### Reading passage

EE 5359 MULTIMEDIA PROCESSING
SPRING 2012
Interim report
Real time H.264 decoder implementation in robot control
Under guidance of
DR K R RAO
DEPARTMENT OF ELECTRICAL ENGINEERING
UNIVERSITY OF TEXAS AT ARLINGTON
SPRING 2012
Presented by
Saurabh Ghorpade
1000718850
Acronyms:
A.R. Drone: Augmented reality quadrotor drone.
API: Application programming interface.
CAVLC: Context adaptive variable length coding
DHCP: Dynamic host configuration protocol
DOF: Degrees of freedom
EOS: End of sequence
GCC: GNU compiler collection
GOB: Group of blocks
GOBSC: Group of block start code
GOBQuant: Group of block quantizer
IP: Internet protocol
JPEG: Joint photographic experts group
LiPo: Lithium polymer.

######
### Records shown

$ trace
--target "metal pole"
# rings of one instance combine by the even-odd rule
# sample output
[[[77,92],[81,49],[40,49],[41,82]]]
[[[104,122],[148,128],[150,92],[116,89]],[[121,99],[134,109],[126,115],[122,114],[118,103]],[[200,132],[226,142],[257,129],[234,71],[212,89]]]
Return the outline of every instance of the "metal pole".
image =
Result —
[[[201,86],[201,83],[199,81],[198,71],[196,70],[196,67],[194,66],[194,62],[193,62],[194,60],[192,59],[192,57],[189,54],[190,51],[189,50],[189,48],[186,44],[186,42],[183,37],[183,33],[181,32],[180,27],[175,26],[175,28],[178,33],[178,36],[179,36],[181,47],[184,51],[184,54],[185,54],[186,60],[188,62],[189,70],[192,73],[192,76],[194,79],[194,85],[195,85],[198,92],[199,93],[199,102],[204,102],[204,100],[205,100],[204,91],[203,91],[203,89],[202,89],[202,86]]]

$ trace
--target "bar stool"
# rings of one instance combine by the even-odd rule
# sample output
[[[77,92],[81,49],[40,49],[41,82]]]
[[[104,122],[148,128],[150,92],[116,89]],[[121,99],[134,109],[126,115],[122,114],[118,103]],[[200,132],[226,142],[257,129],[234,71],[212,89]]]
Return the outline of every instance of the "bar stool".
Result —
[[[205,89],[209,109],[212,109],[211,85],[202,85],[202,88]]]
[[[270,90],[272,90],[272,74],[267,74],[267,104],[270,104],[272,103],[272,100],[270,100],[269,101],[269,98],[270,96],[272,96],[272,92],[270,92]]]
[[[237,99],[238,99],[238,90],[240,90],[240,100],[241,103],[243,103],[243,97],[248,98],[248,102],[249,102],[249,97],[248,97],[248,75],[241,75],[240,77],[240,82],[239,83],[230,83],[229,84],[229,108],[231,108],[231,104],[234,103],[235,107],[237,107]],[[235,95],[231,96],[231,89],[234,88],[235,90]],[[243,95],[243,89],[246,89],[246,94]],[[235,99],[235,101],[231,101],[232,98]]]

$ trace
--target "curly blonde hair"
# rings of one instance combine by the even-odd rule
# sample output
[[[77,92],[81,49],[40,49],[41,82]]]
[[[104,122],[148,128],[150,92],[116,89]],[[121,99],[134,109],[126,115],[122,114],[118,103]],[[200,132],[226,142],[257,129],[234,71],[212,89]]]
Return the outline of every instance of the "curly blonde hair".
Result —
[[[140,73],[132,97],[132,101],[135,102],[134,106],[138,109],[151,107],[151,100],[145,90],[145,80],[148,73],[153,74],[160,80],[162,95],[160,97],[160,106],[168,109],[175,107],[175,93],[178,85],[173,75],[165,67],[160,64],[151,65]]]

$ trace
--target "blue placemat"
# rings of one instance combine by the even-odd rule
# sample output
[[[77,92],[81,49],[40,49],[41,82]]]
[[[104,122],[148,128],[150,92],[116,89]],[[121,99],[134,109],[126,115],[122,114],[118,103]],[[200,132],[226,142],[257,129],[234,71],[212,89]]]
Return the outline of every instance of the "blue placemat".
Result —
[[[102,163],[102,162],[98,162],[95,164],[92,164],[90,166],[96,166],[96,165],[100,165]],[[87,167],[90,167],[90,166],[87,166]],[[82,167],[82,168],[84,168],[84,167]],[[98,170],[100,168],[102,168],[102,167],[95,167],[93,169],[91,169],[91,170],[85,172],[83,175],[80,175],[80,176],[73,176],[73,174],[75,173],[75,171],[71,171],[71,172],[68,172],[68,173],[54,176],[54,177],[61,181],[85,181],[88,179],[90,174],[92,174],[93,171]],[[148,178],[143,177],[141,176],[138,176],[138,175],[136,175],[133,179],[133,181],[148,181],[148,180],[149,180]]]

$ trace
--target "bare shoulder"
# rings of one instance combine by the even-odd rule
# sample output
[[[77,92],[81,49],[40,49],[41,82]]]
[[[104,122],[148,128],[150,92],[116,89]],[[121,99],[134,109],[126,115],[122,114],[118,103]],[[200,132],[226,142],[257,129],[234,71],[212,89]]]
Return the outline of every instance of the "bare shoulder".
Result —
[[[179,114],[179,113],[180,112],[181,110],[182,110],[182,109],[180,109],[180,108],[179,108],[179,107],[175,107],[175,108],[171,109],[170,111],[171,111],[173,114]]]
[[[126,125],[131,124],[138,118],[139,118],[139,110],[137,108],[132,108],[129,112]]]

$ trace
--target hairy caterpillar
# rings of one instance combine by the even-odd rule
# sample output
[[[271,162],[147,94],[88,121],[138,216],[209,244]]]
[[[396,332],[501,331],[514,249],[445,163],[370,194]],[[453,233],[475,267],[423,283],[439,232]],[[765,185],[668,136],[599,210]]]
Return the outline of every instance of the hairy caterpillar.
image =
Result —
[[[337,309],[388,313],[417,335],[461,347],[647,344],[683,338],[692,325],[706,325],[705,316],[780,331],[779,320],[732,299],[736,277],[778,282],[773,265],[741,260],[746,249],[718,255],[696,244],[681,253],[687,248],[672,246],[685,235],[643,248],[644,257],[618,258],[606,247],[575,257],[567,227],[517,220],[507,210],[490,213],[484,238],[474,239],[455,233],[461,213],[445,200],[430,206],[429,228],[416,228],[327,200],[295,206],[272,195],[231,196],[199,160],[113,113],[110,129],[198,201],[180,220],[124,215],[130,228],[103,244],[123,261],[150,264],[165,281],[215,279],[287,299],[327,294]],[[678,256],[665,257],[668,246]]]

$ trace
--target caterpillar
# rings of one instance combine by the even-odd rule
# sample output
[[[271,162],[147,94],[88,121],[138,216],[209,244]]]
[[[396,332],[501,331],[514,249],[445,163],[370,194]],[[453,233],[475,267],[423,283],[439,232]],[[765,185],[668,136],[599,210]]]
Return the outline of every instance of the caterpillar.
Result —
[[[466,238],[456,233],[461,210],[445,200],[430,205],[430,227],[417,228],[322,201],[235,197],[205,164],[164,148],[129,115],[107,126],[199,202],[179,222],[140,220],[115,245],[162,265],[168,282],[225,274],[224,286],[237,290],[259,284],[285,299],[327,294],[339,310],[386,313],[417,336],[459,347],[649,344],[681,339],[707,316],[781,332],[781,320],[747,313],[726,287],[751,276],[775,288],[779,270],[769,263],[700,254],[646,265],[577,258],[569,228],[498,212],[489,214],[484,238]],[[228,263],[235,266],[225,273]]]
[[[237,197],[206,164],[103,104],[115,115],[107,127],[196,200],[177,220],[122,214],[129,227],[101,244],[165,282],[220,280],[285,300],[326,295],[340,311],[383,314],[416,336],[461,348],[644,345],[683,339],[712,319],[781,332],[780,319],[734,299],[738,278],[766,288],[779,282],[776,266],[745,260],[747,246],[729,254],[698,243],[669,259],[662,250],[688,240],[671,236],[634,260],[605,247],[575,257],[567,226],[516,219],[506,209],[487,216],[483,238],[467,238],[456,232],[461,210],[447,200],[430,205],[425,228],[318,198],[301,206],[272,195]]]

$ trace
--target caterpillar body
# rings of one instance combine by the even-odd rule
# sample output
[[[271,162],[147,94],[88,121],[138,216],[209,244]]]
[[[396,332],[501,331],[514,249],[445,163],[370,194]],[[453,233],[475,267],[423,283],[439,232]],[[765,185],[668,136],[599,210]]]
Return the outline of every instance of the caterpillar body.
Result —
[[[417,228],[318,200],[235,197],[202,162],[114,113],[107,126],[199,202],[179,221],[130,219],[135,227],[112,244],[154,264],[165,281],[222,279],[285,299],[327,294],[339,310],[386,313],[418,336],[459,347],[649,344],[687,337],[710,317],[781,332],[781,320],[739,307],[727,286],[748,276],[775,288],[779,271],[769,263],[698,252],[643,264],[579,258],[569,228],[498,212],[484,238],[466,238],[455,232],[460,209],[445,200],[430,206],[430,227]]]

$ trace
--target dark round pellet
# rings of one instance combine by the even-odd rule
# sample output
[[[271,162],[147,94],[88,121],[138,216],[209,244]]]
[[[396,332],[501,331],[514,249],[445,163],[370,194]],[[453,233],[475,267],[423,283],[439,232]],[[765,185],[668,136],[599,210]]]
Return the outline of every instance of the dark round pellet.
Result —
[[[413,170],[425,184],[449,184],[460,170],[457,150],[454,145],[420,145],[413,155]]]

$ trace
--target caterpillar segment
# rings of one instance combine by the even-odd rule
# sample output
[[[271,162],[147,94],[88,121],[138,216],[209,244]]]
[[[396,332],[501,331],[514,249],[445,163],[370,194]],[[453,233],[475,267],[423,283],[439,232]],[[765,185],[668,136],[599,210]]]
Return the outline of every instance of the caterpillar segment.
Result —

######

* Problem to solve *
In the report's acronym list, swap "Lithium polymer" for "Lithium ion" and give the passage again, beginning at the words "CAVLC: Context adaptive" and stopping after "LiPo: Lithium polymer.".

* Solution *
CAVLC: Context adaptive variable length coding
DHCP: Dynamic host configuration protocol
DOF: Degrees of freedom
EOS: End of sequence
GCC: GNU compiler collection
GOB: Group of blocks
GOBSC: Group of block start code
GOBQuant: Group of block quantizer
IP: Internet protocol
JPEG: Joint photographic experts group
LiPo: Lithium ion.